Set task 1:
In the Landstar earnings report, what was the company's GAAP gross margin for the quarter?
====== Text
Freight delivery company Landstar (NASDAQ:LSTR) fell short of analysts' expectations in Q2 CY2024, with revenue down 11% year on year to $1.23 billion. It made a GAAP profit of $1.48 per share, down from its profit of $1.85 per share in the same quarter last year.

Is now the time to buy Landstar? Find out in our full research report.

Landstar (LSTR) Q2 CY2024 Highlights:

  • Revenue: $1.23 billion vs analyst estimates of $1.25 billion (2.1% miss)

  • EPS: $1.48 vs analyst estimates of $1.46 (1.5% beat)

  • Gross Margin (GAAP): 22.4%, up from 21.3% in the same quarter last year

  • Market Capitalization: $6.84 billion

JACKSONVILLE, Fla., July 30, 2024 (GLOBE NEWSWIRE) -- Landstar System, Inc. (NASDAQ: LSTR) (“Landstar” or the “Company”) today reported basic and diluted earnings per share (“EPS”) of $1.48 in the 2024 second quarter on revenue of $1.225 billion.

Covering billions of miles throughout North America, Landstar (NASDAQ:LSTR) is a transportation company specializing in freight and last-mile delivery services.
============
====== Material for the task
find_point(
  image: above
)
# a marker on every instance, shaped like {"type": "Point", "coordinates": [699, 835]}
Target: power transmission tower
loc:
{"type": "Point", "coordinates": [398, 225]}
============
Set task 2:
Count the lines of the records that contain the string "type", matching case exactly, and reply with only that number.

Correct response 1:
22.4%

Correct response 2:
2